PROBLEM DESCRIPTION
Extract the final stretch of the data: the line that contains "red canopy section." and every line after it, unaltered, and no other lines.

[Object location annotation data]
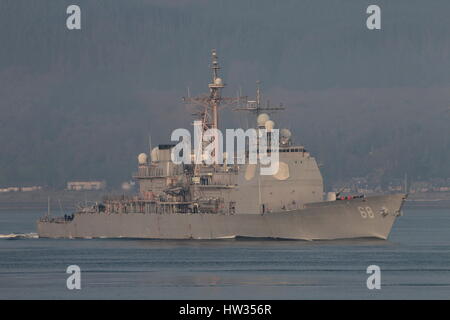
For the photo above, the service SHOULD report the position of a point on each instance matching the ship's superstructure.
(230, 198)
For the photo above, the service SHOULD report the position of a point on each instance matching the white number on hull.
(366, 212)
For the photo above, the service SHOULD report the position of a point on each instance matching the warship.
(231, 199)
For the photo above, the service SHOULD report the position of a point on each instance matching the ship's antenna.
(258, 96)
(48, 206)
(209, 104)
(150, 146)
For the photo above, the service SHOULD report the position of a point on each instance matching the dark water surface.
(415, 264)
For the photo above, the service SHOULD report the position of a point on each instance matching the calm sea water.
(415, 264)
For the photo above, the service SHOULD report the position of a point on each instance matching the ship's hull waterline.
(344, 219)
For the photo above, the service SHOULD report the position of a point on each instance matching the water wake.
(11, 236)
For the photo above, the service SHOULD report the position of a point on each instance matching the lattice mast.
(210, 104)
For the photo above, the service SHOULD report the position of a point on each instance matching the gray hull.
(357, 218)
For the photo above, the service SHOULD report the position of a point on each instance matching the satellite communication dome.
(142, 158)
(269, 125)
(285, 133)
(262, 119)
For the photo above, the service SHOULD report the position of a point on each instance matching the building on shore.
(86, 185)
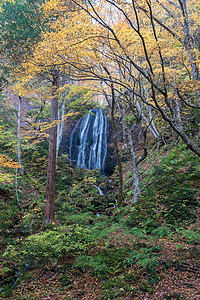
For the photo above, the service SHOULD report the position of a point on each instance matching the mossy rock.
(5, 273)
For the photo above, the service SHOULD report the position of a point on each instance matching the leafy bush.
(49, 246)
(171, 187)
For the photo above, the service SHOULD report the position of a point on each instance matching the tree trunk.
(49, 211)
(19, 135)
(136, 189)
(61, 115)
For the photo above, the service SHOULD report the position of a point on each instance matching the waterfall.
(88, 141)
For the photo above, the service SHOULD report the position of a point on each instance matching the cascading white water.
(88, 141)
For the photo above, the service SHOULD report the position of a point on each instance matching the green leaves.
(49, 246)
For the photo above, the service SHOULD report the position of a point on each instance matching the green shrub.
(49, 246)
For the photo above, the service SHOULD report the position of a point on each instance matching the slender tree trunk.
(49, 211)
(19, 135)
(124, 124)
(61, 124)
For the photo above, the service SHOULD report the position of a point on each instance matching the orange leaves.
(6, 162)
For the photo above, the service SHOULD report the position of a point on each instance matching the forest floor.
(180, 281)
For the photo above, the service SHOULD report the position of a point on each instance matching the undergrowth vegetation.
(126, 249)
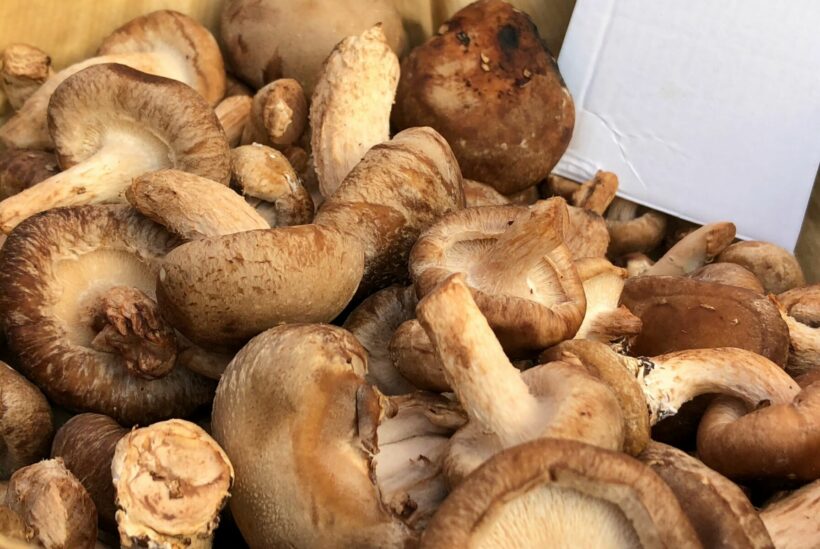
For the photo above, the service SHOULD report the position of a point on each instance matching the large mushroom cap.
(560, 493)
(54, 270)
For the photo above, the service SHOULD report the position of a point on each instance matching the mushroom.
(111, 123)
(489, 85)
(191, 206)
(719, 511)
(681, 313)
(76, 289)
(694, 250)
(234, 113)
(86, 445)
(351, 469)
(53, 505)
(171, 481)
(516, 263)
(269, 183)
(373, 323)
(21, 169)
(800, 309)
(163, 43)
(25, 422)
(792, 521)
(350, 107)
(506, 407)
(560, 493)
(399, 189)
(24, 69)
(279, 115)
(633, 228)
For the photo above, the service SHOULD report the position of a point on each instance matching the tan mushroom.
(171, 481)
(560, 493)
(399, 189)
(76, 299)
(506, 407)
(53, 505)
(517, 265)
(164, 43)
(322, 459)
(111, 123)
(776, 268)
(191, 206)
(26, 424)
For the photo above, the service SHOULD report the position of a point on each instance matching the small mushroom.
(350, 107)
(111, 123)
(191, 206)
(776, 268)
(560, 493)
(720, 512)
(517, 265)
(86, 445)
(76, 289)
(24, 69)
(53, 505)
(269, 183)
(25, 422)
(792, 521)
(163, 43)
(398, 190)
(506, 407)
(322, 459)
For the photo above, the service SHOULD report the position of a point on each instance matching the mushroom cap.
(302, 479)
(167, 32)
(268, 39)
(192, 206)
(719, 511)
(52, 267)
(221, 291)
(560, 493)
(373, 323)
(532, 301)
(110, 102)
(25, 422)
(489, 85)
(776, 268)
(681, 313)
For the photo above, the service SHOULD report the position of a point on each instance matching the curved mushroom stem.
(487, 384)
(129, 323)
(694, 250)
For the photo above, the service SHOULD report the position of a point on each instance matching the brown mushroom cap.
(221, 291)
(55, 270)
(680, 313)
(399, 189)
(25, 422)
(517, 265)
(776, 268)
(560, 493)
(488, 84)
(719, 511)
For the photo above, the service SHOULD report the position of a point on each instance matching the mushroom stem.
(487, 384)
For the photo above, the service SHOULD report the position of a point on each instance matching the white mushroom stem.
(694, 250)
(488, 386)
(670, 380)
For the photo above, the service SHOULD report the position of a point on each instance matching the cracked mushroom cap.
(76, 289)
(681, 313)
(517, 266)
(560, 493)
(322, 459)
(719, 511)
(488, 84)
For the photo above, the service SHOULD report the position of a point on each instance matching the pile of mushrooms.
(335, 297)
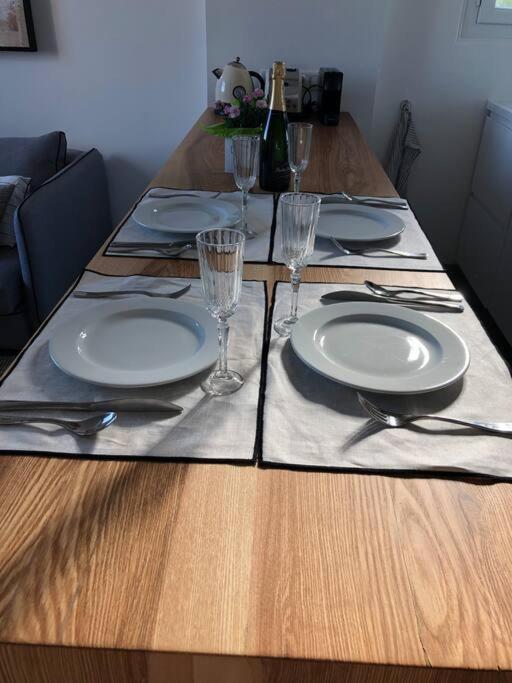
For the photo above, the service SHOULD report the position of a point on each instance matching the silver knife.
(375, 203)
(126, 405)
(345, 295)
(149, 245)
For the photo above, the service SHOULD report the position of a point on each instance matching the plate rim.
(180, 200)
(400, 223)
(81, 319)
(361, 307)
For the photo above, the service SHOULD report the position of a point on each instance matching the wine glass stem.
(244, 211)
(223, 330)
(295, 278)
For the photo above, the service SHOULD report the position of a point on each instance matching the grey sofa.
(59, 227)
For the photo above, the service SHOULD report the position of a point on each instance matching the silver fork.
(423, 293)
(163, 251)
(86, 427)
(84, 294)
(162, 194)
(174, 244)
(376, 250)
(397, 420)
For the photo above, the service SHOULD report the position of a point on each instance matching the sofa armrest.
(59, 228)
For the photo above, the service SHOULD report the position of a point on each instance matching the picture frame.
(16, 26)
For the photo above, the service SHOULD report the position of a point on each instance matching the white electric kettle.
(234, 77)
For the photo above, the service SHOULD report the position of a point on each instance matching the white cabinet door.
(480, 252)
(492, 181)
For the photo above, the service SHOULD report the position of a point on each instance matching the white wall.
(448, 81)
(343, 33)
(126, 76)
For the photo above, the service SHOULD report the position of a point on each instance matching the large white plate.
(358, 223)
(136, 343)
(186, 214)
(380, 347)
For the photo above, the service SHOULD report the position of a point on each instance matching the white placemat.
(209, 428)
(312, 421)
(260, 212)
(413, 239)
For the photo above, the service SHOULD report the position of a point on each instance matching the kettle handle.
(259, 78)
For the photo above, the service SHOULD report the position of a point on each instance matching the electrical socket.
(310, 78)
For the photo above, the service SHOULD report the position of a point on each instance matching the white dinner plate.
(358, 223)
(186, 214)
(380, 348)
(136, 343)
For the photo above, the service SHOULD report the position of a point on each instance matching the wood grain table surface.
(202, 572)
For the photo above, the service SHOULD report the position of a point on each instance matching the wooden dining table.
(126, 571)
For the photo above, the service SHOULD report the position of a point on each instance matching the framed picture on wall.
(16, 26)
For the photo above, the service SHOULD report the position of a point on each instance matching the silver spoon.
(86, 427)
(383, 291)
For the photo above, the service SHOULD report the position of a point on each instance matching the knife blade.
(345, 295)
(375, 203)
(126, 405)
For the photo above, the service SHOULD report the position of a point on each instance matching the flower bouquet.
(244, 116)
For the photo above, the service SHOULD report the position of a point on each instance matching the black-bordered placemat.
(239, 412)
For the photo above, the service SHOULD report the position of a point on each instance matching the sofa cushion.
(13, 190)
(11, 285)
(37, 158)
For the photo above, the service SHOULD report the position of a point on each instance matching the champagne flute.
(299, 146)
(245, 149)
(221, 254)
(299, 218)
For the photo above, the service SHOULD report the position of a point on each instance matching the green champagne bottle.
(274, 167)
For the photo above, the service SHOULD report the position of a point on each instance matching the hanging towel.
(404, 150)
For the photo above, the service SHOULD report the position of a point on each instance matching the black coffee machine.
(331, 84)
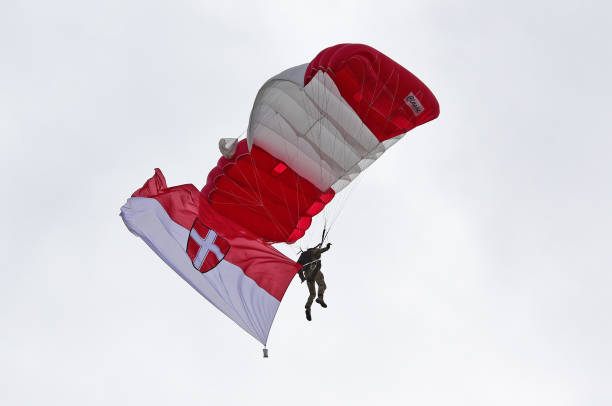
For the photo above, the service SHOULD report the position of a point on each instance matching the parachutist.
(311, 273)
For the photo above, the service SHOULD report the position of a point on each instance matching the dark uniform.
(311, 273)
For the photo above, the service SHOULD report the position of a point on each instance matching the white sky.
(470, 266)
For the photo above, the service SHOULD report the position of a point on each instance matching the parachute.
(312, 130)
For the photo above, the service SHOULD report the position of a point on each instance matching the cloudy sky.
(488, 282)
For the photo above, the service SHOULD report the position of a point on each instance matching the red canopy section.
(389, 99)
(264, 195)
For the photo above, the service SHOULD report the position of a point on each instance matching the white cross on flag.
(238, 273)
(205, 248)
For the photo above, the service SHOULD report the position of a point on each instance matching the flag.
(238, 273)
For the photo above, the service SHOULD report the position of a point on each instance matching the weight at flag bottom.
(313, 129)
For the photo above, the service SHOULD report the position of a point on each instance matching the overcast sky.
(487, 281)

RESPONSE BELOW
For the photo above, the service SHOULD report the position of a point on each instance matching the red canopy section.
(389, 99)
(264, 195)
For the photo above, the service SHOULD report the position of a point on each instance matching the white cross on flag.
(238, 273)
(205, 248)
For the photo above, the service SHOULD report the position of a point on each instance matching the flag.
(238, 273)
For the photo above, the service SHOULD report the position of a point on each instance matching the weight at flag bottom.
(313, 129)
For the photo above, the service SHOULD report the position of a point on each instance matching the overcast sky.
(487, 281)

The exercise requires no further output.